**Exercise goal:** Rewrite only the lines starting at the one containing "In this photo, where can the arched window" and ending at the one containing "pixel 146 480". Change "lamp post" to "streetlight" and keep everything else the same.

**Available data:**
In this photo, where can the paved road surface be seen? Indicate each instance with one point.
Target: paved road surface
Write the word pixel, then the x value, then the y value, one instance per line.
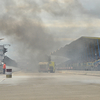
pixel 49 86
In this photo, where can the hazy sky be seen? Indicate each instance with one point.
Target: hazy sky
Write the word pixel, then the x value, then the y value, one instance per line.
pixel 66 20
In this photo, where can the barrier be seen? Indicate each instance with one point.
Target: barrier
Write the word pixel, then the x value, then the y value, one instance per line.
pixel 8 73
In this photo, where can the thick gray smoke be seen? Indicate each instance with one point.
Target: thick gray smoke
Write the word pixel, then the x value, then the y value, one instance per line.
pixel 27 31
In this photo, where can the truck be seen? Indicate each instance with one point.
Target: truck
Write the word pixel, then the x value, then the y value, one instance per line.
pixel 52 67
pixel 43 67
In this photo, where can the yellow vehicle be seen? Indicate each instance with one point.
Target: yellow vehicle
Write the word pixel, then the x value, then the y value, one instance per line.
pixel 43 67
pixel 52 67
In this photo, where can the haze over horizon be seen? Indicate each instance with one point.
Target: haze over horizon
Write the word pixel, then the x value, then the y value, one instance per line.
pixel 61 20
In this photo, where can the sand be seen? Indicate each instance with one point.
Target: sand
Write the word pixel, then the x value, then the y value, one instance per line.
pixel 49 86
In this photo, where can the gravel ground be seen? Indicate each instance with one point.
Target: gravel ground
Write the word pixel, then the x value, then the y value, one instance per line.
pixel 49 86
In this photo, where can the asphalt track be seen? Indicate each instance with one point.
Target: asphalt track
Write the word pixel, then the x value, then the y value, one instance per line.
pixel 62 85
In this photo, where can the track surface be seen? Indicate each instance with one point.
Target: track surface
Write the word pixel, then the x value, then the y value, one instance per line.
pixel 49 86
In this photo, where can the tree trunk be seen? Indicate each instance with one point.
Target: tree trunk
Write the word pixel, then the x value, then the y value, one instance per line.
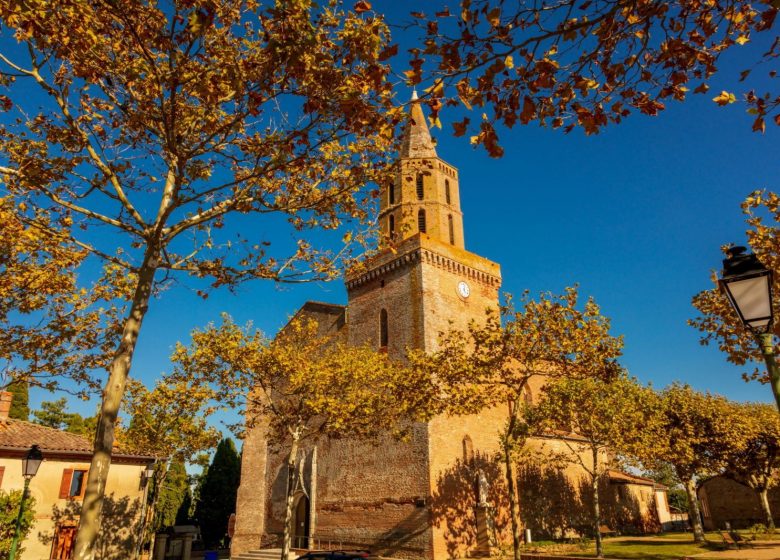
pixel 313 499
pixel 514 509
pixel 89 522
pixel 693 511
pixel 596 509
pixel 762 496
pixel 291 470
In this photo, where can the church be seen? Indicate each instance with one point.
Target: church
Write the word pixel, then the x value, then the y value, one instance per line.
pixel 440 495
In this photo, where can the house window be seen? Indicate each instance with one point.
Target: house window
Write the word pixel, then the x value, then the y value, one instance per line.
pixel 421 226
pixel 383 337
pixel 73 484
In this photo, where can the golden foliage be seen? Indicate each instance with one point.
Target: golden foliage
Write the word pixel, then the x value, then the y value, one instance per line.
pixel 585 64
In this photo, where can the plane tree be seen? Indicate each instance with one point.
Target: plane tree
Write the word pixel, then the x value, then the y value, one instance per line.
pixel 695 433
pixel 494 362
pixel 161 132
pixel 586 63
pixel 599 417
pixel 755 463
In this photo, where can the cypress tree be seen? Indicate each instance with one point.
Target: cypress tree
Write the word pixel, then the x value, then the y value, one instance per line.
pixel 171 495
pixel 217 496
pixel 183 516
pixel 20 405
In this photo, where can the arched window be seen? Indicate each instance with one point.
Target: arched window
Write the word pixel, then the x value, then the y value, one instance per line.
pixel 383 329
pixel 468 450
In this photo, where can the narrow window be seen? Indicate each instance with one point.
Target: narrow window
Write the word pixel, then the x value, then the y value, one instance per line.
pixel 73 483
pixel 383 329
pixel 468 450
pixel 77 484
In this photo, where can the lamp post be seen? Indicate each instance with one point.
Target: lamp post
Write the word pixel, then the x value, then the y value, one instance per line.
pixel 748 285
pixel 30 465
pixel 146 480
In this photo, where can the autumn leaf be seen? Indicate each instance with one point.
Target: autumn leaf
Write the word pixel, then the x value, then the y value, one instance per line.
pixel 460 127
pixel 388 52
pixel 724 98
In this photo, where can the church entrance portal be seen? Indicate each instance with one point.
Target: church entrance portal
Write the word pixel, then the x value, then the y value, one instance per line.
pixel 301 533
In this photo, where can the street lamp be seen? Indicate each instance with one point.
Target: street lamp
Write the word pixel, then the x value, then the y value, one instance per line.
pixel 147 478
pixel 748 285
pixel 30 465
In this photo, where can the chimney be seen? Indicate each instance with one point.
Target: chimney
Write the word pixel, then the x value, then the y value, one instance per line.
pixel 5 404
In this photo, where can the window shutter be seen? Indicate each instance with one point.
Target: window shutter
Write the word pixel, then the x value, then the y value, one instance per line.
pixel 84 483
pixel 67 476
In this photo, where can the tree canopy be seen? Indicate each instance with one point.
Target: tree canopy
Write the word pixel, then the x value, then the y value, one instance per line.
pixel 138 132
pixel 615 422
pixel 492 363
pixel 301 386
pixel 695 433
pixel 584 63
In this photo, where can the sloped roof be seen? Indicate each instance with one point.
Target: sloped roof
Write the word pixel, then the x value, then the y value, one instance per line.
pixel 416 141
pixel 626 478
pixel 18 435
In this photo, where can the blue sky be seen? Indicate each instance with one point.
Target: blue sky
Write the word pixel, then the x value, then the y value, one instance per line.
pixel 635 215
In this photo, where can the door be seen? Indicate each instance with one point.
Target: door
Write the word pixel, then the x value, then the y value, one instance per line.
pixel 301 534
pixel 64 542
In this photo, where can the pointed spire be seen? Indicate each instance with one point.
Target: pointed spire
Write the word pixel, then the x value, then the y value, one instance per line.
pixel 417 140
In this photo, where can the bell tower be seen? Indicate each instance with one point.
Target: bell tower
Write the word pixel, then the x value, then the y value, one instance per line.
pixel 424 195
pixel 423 280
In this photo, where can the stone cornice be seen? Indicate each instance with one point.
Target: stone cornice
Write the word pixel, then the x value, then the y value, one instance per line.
pixel 429 256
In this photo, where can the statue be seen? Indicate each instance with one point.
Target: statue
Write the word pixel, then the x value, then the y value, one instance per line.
pixel 483 489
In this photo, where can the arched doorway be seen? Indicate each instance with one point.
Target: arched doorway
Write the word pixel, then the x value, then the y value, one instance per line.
pixel 301 527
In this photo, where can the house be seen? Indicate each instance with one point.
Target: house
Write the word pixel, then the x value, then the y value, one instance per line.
pixel 726 501
pixel 59 485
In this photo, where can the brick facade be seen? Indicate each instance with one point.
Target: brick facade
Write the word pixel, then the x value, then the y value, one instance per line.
pixel 419 498
pixel 726 501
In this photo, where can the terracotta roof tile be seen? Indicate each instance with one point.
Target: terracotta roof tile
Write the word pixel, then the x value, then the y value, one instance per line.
pixel 20 435
pixel 620 476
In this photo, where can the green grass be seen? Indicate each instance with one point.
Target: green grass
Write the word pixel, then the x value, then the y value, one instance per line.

**Answer for the task:**
In this photo, where can the arched window be seen? Indicate each instance with one point.
Target: arched window
Write the word pixel, then the x value, then the y value, one instance per line.
pixel 383 329
pixel 468 450
In this photo, where can the narrow window be seen? Indicate each instance with one point.
Target: narrow window
Write the word pixel, then the x value, then the y value, one instance per line.
pixel 73 483
pixel 383 329
pixel 468 450
pixel 77 484
In this photo, where can the streetlight be seen? Indicate each instance with one point.
Target: streetlight
Write the word pixel, then the x value, then the y value, one instance per line.
pixel 748 285
pixel 30 465
pixel 146 480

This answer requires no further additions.